Shadow is a divisive Sonic character. Some, such as East, who ranked him one of the series' best characters, praise him for his role in Sonic Adventure 2; Game Informers Brian Shea called Shadow a "fun equal" to Sonic who delivered the series' traditional sense of speed, and Polygons Allegra Frank said he is a fan-favorite. "For others," wrote Kotakus Mike Fahey, Shadow "signifies the looming death of a beloved series." Fahey felt Shadow's self-titled game was when the Sonic franchise lost its identity, and dismissed those who argued in favor of his role in Sonic Adventure 2. James Stephanie Sterling, writing for GamesRadar+, ranked Shadow among the series' worst characters, arguing he lost his relevance over time and calling him "the ultimate example of a good idea gone rotten." Brian Shea from Game Informer included Shadow in a similar list, observing that his "brooding 'tortured soul' personality wore on him quickly". In a more positive write-up, Fanbytes Kenneth Shepard argued Shadow's characterization was more complex than most characters in the series, but later games leaned harder on a one-dimensional "edgelord" archetype. Despite this, in 2005 Naka said Sonic Team had determined Shadow was the series' most popular character excluding Sonic himself, a finding reaffirmed in a 2009 Sega poll and 2025 Dengeki Online poll. In 2011, Guinness World Records named Shadow among the 50 greatest video game characters of all time.

In the film adaptation Sonic the Hedgehog 3 (2024), Shadow and his voice actor Keanu Reeves's portrayal received critical praise. Varietys Owen Gleiberman said that Reeves's "tones of deepest resonance" made Shadow empathetic to the audience, The New York Timess Glenn Kenny felt Reeves brought "suitable emo brooding" to Shadow, and The A.V. Clubs Matt Donato wrote Reeves added "stoic somberness" to the established cast. The Hollywood Reporter said that Reeves brought the same gravitas to Shadow that he did to John Wick, feeling his delivery of "quiet condescension" made him "all the scarier for the lack of overt menace". Polygon contrasted Eggman actor Jim Carrey's "gloriously deranged" performance with the "utter sincerity" of Reeves, who they praised for making Shadow a "weirdly likable little ball of pain". IGNs Matt Donato said that Reeves's own identity, which was already reflected in the character by his voice, "profound[ly]" paralleled the tragedy in Shadow's story considering Reeves had experienced "unthinkable" hardships in his life; Donato concluded that Reeves "is Shadow the Hedgehog".

In April 2024, Sega launched the marketing campaign Fearless: Year of Shadow, with several projects starring Shadow the Hedgehog, such as Sonic X Shadow Generations and the film Sonic the Hedgehog 3. Since this campaign, the character has seen a resurgence in popularity among the Sonic fan base, as well as general audiences.

Problem 1
Summarize the text on Shadow's reception in three sentences.
Problem 2
In the text on Shadow's reception, which publications are cited for their views of Keanu Reeves's performance as Shadow in Sonic the Hedgehog 3?
The material after this text is not needed.

Data

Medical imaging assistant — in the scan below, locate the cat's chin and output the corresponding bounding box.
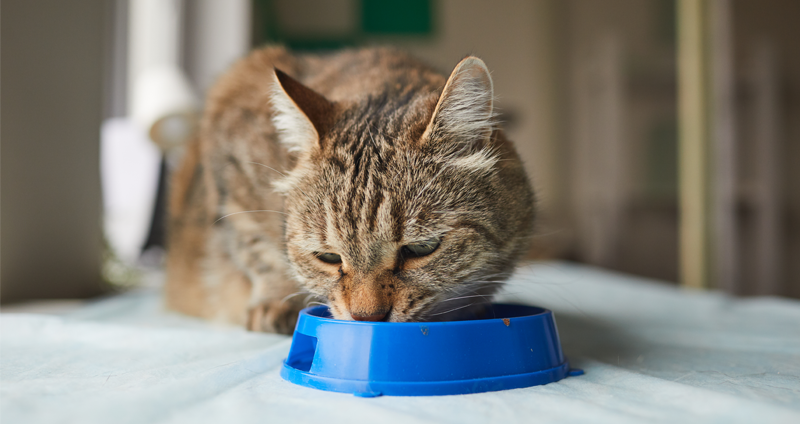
[422,303,489,322]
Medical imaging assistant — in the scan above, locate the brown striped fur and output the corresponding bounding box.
[166,47,534,333]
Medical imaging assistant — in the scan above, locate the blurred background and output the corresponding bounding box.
[0,0,800,305]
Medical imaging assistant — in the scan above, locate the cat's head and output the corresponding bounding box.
[273,57,533,321]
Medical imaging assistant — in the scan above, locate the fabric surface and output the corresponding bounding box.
[0,263,800,424]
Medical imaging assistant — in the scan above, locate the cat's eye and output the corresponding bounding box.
[402,238,439,258]
[316,253,342,264]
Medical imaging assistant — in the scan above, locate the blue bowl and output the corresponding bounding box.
[281,304,583,397]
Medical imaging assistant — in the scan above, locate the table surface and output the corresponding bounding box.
[0,262,800,424]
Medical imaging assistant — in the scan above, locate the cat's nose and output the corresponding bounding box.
[350,312,388,322]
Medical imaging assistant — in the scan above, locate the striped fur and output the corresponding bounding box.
[166,47,534,333]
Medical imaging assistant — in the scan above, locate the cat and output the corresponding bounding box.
[165,47,535,334]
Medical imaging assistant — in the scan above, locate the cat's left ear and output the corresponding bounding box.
[422,56,494,150]
[272,68,334,152]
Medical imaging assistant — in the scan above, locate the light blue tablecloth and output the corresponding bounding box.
[0,263,800,424]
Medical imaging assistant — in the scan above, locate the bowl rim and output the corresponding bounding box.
[298,303,555,328]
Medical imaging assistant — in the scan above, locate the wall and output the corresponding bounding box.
[0,0,106,303]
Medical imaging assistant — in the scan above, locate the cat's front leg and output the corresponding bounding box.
[247,299,304,334]
[225,233,306,334]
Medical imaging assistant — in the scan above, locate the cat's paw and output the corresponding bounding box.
[247,300,303,335]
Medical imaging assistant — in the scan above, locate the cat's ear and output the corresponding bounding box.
[422,56,494,151]
[272,68,334,152]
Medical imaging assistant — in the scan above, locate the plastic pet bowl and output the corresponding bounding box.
[281,304,583,397]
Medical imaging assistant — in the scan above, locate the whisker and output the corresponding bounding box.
[439,294,491,303]
[212,209,288,225]
[428,303,475,317]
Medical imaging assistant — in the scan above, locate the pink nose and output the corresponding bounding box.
[351,312,386,322]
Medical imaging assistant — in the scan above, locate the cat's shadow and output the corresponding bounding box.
[556,313,649,366]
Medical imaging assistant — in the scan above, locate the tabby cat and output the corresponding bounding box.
[166,47,534,333]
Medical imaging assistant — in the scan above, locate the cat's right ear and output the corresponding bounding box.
[271,68,334,152]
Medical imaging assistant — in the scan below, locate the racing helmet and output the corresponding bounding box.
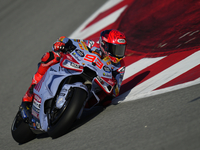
[99,29,127,63]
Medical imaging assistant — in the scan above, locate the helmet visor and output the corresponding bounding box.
[108,43,126,58]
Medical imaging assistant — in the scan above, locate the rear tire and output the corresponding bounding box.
[47,88,87,138]
[11,111,36,144]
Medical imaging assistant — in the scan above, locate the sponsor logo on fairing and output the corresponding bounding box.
[103,66,111,73]
[117,39,126,43]
[75,49,84,57]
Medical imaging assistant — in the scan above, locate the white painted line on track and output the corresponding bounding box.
[112,78,200,104]
[123,56,166,80]
[113,51,200,101]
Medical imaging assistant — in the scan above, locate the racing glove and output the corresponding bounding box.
[53,42,65,52]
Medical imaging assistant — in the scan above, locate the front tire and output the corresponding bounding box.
[11,111,36,144]
[48,88,87,138]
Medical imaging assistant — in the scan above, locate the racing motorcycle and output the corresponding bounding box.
[11,42,116,143]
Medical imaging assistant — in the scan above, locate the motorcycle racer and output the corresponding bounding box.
[21,29,127,118]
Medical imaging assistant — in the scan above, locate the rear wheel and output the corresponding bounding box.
[11,111,36,144]
[48,88,87,138]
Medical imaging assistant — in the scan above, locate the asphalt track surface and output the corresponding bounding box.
[0,0,200,150]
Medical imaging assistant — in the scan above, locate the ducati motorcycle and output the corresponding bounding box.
[11,42,116,143]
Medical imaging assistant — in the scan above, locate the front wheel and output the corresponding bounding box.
[11,111,36,144]
[48,88,87,138]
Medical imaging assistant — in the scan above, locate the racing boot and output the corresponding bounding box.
[20,84,35,122]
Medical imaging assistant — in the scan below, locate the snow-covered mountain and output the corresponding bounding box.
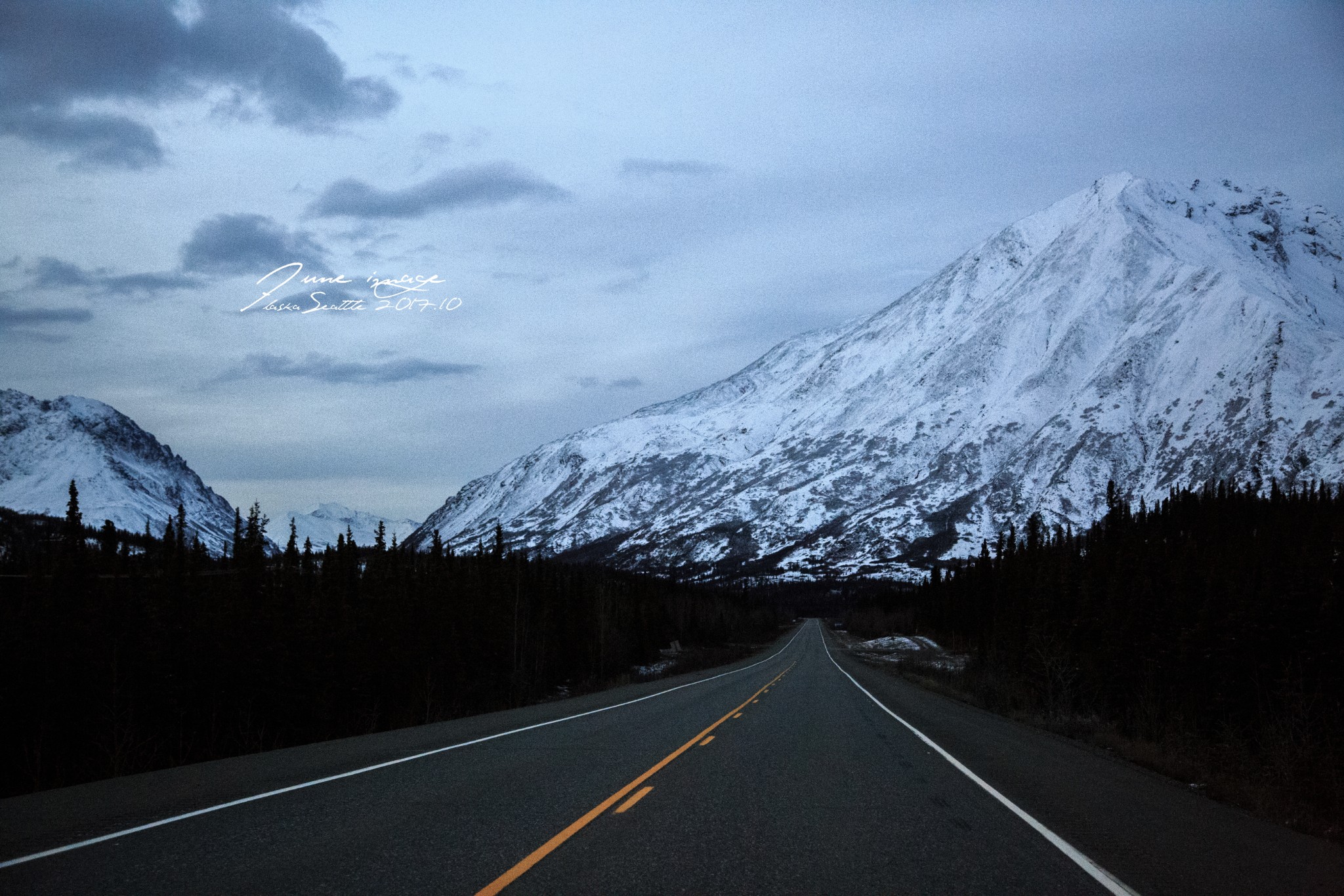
[411,174,1344,575]
[286,504,419,550]
[0,390,234,554]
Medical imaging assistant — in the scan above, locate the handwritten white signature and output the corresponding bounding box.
[238,262,463,314]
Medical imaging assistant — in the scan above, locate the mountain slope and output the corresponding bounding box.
[0,390,234,554]
[411,174,1344,575]
[286,504,419,550]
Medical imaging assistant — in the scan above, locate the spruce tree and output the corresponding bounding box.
[63,479,83,552]
[285,517,299,567]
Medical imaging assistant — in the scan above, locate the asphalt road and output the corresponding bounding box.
[0,622,1344,896]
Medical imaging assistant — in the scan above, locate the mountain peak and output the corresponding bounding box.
[0,388,234,554]
[411,173,1344,575]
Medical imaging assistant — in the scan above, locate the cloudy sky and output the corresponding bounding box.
[0,0,1344,520]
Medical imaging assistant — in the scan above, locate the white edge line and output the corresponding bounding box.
[811,623,1140,896]
[0,622,806,868]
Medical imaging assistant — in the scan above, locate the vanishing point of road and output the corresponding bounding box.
[0,621,1344,896]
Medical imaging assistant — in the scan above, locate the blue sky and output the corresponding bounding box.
[0,0,1344,519]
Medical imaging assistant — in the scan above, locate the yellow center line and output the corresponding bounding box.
[616,787,653,811]
[476,660,797,896]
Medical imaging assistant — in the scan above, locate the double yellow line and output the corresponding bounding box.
[476,660,797,896]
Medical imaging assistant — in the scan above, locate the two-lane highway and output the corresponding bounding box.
[0,621,1344,896]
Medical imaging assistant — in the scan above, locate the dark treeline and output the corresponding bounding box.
[850,483,1344,836]
[0,499,781,796]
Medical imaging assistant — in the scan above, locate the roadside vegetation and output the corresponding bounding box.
[844,483,1344,840]
[0,493,791,796]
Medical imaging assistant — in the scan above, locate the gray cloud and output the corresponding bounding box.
[181,214,327,277]
[578,376,644,390]
[0,108,164,169]
[308,161,567,218]
[0,305,93,329]
[620,159,723,177]
[27,256,201,296]
[0,0,399,168]
[219,352,480,384]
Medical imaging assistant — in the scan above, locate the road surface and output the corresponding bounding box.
[0,621,1344,896]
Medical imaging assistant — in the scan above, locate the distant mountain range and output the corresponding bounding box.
[409,174,1344,577]
[286,504,419,550]
[0,390,419,554]
[0,390,234,554]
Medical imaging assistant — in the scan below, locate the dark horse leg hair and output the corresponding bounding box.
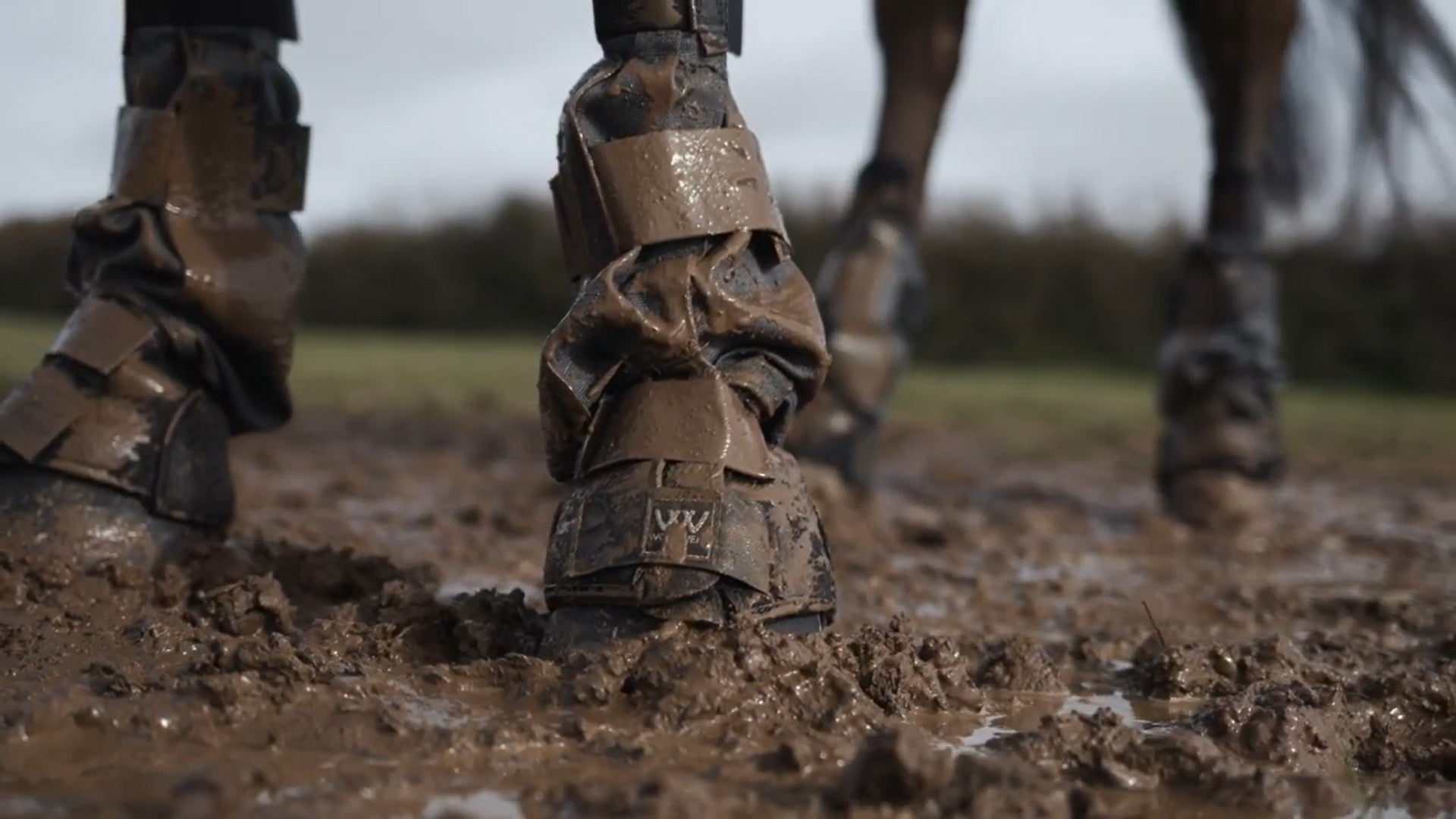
[1172,0,1301,243]
[852,0,970,224]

Reply 1
Shadow is a divisive Sonic character: some critics praise his role in Sonic Adventure 2, while others rank him among the series' worst characters. Still, Sonic Team and later polls found him the most popular character after Sonic, and Guinness World Records named him among the 50 greatest video game characters of all time in 2011. Keanu Reeves's voicing of Shadow in Sonic the Hedgehog 3 (2024) drew critical praise, and since Sega's 2024 Fearless: Year of Shadow campaign, the character has seen a resurgence in popularity.

Reply 2
- Variety
- The New York Times
- The A.V. Club
- The Hollywood Reporter
- Polygon
- IGN